* **Testo fornito**
<<<<

BIOGAS

La sostenibilità ambientale dell’energia da reflui

Rispetto a quella presente nella rete elettrica nazionale. Meglio quelli bovini perché più ricchi di sostanza secca.

La produzione di energia da rinnovabili (Fer) in Europa è cresciuta nel corso degli ultimi anni in modo sensibile. Nel 2010 il 12,4% del consumo di energia primaria è stato soddisfatto attraverso l’impiego delle Fer; in Italia tale quota è leggermente inferiore (10,3%) ed è ripartita tra biomasse (43,2%), geotermico (26,4%) e idroelettrico (24,4%).

Tra le Fer, il biogas, anche grazie alla presenza di sostanziosi incentivi pubblici, è una delle filiere che si è maggiormente diffusa. Secondo l’ultimo Censimento del Crpa la potenza elettrica installata ha superato i 750 MWe ed è tutt’ora in crescita. La produzione di elettricità da biogas in ambito agricolo può avvenire attraverso la digestione sia di matrici di scarto (reflui zootecnici e residue dell’industria agro-alimentare) ma anche utilizzando colture appositamente coltivate (es. insilati di cereali).

Nonostante l’interesse e il crescente sviluppo, emerge da più parti che la generazione di energia rinnovabile può comportare problematiche di carattere ambientale anche importanti. Nello specifico, la produzione di elettricità attraverso la digestione anaerobica (DA) di biomasse fermentescibili di origine agricola è caratterizzata da un impatto ambientale che deve essere attentamente valutato. Soprattutto per gli impianti di DA in cui si utilizzano colture dedicate, il sistema produttivo a monte comporta un notevole consumo di risorse (carburanti, fertilizzanti ecc.) ed emissioni. D’altro canto, considerando la ridotta produzione specifica in biogas, l’alimentazione dei digestori esclusivamente con liquami zootecnici pone serie problematiche relative al reperimento della biomassa soprattutto per impianti di medio-elevata potenza.

In termini generali, gli impatti ambientali di un processo possono essere definiti come le modificazioni generate a seguito dei rilasci nell’ambiente e dei consumi di risorse che si realizzano nel corso del processo stesso.

Nel caso della DA di reflui zootecnici è dunque importante valutare l’impatto ambientale associato alla produzione di elettricità (EE) mediante l’impiego di diversi reflui zootecnici al variare delle distanze di trasporto degli stessi.

>>>>

Record del dataset
<<<<

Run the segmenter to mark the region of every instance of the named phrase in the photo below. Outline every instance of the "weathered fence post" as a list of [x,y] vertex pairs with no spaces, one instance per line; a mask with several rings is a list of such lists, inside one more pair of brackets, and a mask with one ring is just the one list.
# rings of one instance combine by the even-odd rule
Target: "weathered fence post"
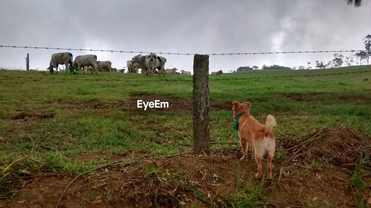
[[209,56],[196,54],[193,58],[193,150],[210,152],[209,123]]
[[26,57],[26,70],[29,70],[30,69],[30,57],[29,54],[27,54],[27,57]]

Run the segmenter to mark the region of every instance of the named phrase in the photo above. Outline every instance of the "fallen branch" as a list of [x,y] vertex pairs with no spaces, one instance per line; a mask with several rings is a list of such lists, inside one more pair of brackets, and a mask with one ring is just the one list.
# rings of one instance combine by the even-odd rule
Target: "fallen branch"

>>>>

* **Attività proposte**
**1.** Rispondi alle seguenti domande basandoti sul testo sul biogas:
(a) Quale quota del consumo di energia primaria è stata soddisfatta in Europa nel 2010 tramite le Fer?
(b) Quale valore di potenza elettrica installata risulta superato secondo l'ultimo Censimento del Crpa?
(c) Quali risorse consuma il sistema produttivo a monte negli impianti di DA con colture dedicate, secondo gli esempi del testo?
**2.** Riprendi il testo sul biogas e proseguilo a partire dall'ultima frase riportata.

* **Risultati per consegna**
**1.**
(a) Il 12,4%.
(b) 750 MWe.
(c) Carburanti e fertilizzanti.

**2.**
Il metodo del ciclo di vita

L’analisi del ciclo di vita, più conosciuto con l’espressione Life cycle assessment (LCA), è un metodo che valuta l’impatto ambientale di un processo (o di un prodotto), considerando tutte le fasi del ciclo produttivo, dall’estrazione delle materie prime impiegate alla conclusione del processo produttivo. Inizialmente l’LCA è stato sviluppato per la valutazione di processi industriali il cui flusso di massa ed energia è facilmente identificabile e misurabile; ma attualmente trova è sempre più frequente applicazione anche ai processi agricoli. I principali vantaggi di questo metodo sono legati al fatto che considera il processo intero e che è definito dalle norme Iso 14040’s che permettono la ripetibilità degli studi e il loro confronto.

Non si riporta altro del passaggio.